### Task
The lines to be copied run from the one containing "Where can the pedestrian on" to the end of the material below; reproduce them exactly, including both ends, and nothing more.

### Provided information
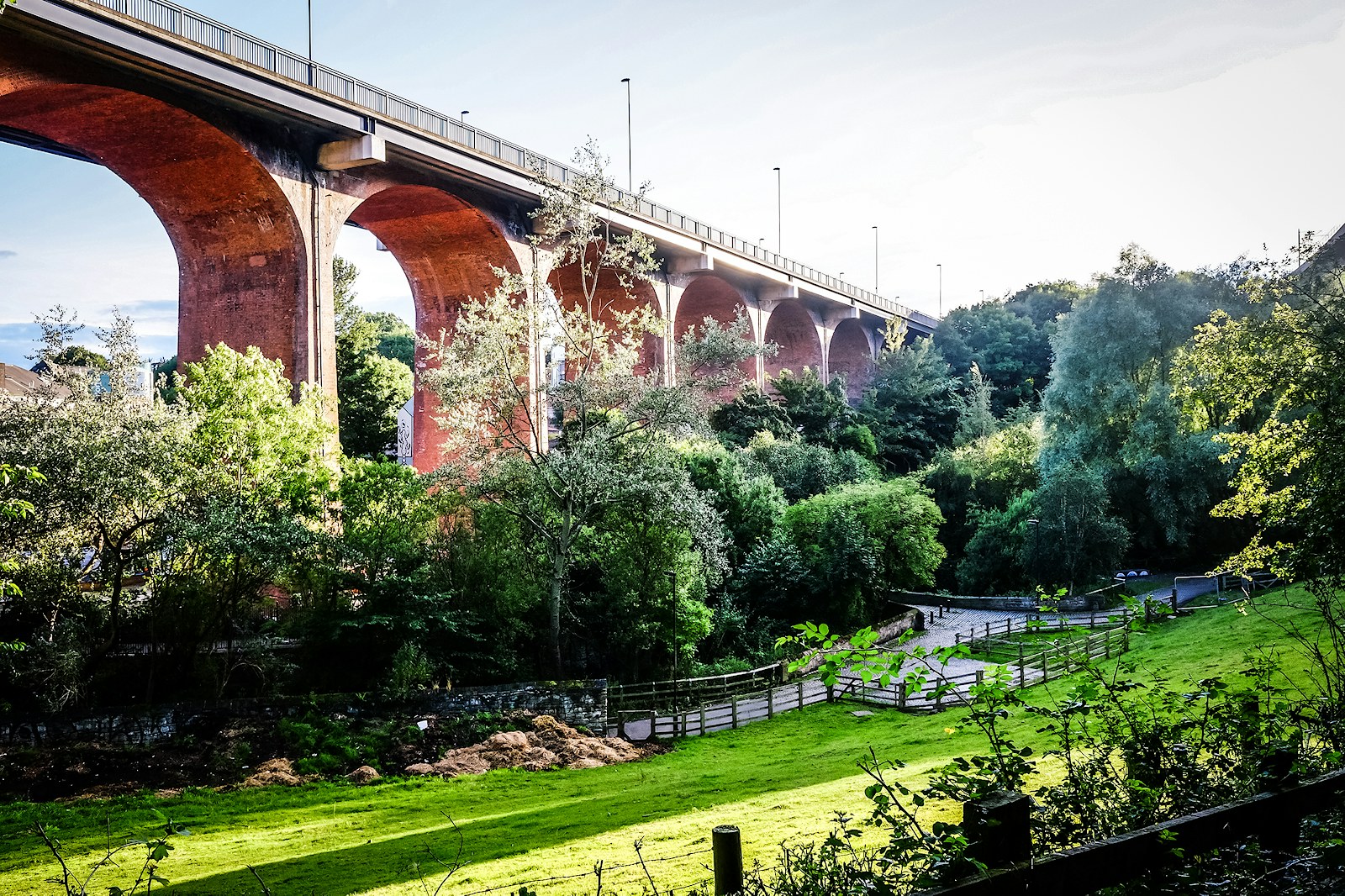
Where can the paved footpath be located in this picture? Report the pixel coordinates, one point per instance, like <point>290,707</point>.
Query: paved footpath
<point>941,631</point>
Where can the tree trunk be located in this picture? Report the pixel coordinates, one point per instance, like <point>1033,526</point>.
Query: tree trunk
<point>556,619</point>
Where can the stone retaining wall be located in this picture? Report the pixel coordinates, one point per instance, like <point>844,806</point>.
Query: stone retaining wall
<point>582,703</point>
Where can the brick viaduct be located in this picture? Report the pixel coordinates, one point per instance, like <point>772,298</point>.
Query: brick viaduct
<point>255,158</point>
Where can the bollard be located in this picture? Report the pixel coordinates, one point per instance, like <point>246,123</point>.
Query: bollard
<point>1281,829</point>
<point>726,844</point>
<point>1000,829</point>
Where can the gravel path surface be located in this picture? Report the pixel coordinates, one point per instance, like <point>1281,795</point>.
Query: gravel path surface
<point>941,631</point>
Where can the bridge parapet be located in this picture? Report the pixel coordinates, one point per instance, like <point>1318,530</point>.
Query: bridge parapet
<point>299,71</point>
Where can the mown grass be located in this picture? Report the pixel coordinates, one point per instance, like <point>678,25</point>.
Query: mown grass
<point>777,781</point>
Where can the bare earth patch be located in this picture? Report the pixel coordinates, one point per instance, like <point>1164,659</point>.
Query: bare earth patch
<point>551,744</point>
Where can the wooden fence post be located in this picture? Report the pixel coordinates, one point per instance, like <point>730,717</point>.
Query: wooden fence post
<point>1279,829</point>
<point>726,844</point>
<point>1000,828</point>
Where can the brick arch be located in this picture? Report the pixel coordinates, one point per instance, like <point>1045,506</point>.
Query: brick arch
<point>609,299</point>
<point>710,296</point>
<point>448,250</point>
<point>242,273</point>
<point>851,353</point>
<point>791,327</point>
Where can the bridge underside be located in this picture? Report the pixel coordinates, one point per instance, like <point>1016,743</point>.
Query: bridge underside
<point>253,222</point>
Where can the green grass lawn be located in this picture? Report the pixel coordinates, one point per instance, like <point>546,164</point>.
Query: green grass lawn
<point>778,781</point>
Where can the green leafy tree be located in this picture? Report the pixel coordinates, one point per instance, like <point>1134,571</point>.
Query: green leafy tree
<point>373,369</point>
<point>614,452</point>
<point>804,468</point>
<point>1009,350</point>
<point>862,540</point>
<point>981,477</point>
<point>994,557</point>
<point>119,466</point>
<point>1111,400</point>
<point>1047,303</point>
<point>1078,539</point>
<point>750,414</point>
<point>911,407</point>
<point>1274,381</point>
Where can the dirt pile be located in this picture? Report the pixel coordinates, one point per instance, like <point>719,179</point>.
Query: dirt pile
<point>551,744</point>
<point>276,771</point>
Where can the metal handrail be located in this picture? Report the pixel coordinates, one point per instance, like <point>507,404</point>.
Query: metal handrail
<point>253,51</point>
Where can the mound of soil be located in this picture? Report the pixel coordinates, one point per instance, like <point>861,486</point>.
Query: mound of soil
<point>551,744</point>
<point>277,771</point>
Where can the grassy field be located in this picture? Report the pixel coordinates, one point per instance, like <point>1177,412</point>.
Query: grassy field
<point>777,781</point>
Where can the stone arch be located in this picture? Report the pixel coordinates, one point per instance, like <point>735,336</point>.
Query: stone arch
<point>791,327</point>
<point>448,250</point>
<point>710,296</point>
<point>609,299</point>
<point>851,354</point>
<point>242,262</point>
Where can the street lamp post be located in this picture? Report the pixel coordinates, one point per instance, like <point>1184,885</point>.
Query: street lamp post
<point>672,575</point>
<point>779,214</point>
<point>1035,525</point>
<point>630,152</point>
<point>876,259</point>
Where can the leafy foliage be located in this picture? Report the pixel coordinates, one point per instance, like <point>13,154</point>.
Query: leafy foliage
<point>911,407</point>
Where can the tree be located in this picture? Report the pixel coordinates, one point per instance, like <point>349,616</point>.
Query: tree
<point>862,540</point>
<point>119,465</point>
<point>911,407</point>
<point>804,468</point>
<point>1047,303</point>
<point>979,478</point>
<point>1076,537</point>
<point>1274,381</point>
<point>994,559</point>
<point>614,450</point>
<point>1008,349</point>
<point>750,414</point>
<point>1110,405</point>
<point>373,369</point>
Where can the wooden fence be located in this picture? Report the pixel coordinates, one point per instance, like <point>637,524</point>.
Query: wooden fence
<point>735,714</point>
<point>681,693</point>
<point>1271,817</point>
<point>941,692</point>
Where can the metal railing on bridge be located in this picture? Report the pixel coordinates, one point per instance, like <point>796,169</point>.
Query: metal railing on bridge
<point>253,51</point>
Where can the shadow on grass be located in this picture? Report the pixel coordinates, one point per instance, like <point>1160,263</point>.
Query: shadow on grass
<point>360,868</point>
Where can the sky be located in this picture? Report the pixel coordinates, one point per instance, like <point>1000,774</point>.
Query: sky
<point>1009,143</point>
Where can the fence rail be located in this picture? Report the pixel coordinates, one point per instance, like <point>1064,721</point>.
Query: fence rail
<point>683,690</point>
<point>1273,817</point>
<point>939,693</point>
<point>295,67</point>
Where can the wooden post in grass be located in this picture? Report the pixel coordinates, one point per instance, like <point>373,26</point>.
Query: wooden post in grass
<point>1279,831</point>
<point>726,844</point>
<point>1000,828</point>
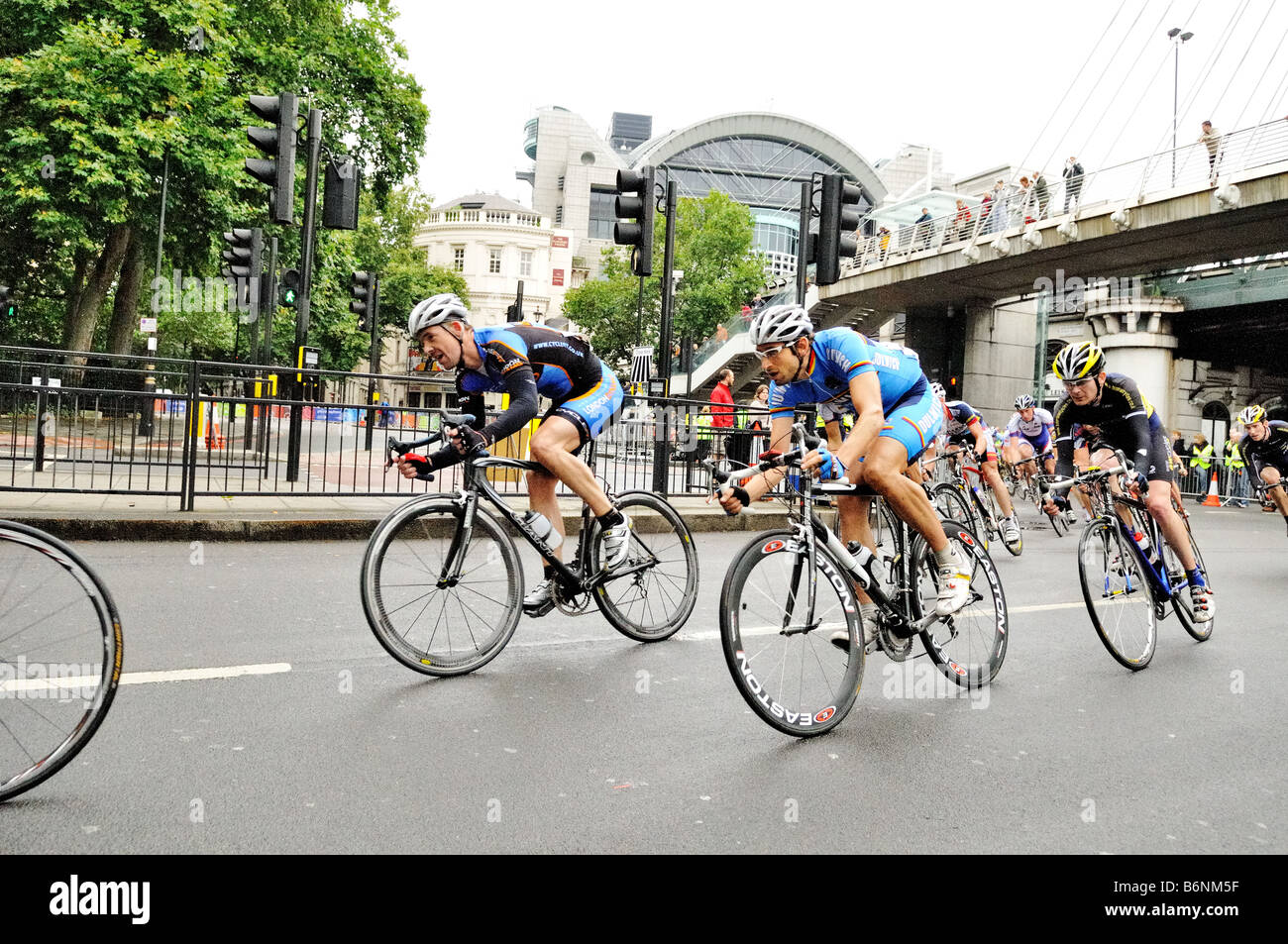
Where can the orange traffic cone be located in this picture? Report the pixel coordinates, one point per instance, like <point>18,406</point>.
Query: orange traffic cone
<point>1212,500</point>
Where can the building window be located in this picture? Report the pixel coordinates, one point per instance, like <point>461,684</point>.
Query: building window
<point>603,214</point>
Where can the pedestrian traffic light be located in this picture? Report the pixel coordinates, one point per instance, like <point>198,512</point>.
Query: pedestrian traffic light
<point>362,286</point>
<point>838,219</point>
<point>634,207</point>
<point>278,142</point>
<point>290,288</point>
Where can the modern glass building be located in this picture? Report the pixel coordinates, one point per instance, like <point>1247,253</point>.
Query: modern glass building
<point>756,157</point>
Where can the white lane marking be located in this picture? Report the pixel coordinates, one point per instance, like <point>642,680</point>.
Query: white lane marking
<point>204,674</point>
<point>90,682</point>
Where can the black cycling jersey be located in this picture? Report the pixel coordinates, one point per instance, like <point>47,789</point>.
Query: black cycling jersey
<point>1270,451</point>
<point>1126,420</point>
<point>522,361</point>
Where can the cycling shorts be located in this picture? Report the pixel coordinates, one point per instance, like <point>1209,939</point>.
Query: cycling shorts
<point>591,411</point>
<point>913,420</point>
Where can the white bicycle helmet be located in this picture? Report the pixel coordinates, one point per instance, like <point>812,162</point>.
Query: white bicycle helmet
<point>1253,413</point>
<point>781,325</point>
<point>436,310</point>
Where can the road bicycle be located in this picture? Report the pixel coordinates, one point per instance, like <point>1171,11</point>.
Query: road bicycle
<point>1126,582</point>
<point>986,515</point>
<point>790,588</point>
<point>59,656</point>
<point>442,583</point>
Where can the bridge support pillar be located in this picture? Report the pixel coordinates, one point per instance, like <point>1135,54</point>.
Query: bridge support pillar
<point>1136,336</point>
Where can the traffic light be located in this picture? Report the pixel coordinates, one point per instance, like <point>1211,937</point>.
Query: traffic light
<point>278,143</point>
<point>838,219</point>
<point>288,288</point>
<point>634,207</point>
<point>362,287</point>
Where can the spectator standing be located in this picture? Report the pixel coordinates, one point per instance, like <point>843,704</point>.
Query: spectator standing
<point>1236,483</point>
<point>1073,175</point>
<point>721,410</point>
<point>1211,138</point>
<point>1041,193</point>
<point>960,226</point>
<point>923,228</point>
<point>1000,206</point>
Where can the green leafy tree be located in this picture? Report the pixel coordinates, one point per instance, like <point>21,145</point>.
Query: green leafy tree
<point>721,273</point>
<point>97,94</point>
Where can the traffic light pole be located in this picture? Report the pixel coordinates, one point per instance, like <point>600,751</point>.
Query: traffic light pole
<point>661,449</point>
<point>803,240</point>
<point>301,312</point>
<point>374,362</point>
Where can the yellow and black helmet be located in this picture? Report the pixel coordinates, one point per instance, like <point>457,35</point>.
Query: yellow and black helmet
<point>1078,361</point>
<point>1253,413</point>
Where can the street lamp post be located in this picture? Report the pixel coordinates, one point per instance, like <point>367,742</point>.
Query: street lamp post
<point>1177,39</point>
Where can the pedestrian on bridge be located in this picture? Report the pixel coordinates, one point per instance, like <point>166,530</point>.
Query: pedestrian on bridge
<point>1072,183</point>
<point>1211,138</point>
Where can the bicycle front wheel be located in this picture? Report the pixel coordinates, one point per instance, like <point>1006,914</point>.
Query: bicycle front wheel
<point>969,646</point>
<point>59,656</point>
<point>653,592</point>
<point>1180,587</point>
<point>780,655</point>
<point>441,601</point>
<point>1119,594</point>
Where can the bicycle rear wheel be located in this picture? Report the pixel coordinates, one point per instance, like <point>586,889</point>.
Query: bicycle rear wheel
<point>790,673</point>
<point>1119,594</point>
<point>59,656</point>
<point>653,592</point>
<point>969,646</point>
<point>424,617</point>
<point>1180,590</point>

### Finished exercise
Where can the pedestrian on bridge be located in this picture? Report the pixel coordinates, one point per instance, like <point>166,530</point>.
Query: pedestrian on bridge
<point>1072,183</point>
<point>1211,138</point>
Where can the bicycle front wheel be located in this picture? Report the pixel coordinates, one point per instance, like <point>1006,914</point>.
Query: bicycle front wheel
<point>969,646</point>
<point>59,656</point>
<point>653,592</point>
<point>1180,587</point>
<point>780,655</point>
<point>441,601</point>
<point>1119,594</point>
Where can the bicycle rear wheel be located in this picture? Report the pixel coordinates, one point per instance, like <point>586,889</point>.
Query: bicycle rear wheel
<point>790,673</point>
<point>1119,594</point>
<point>59,656</point>
<point>653,592</point>
<point>969,646</point>
<point>424,617</point>
<point>1180,590</point>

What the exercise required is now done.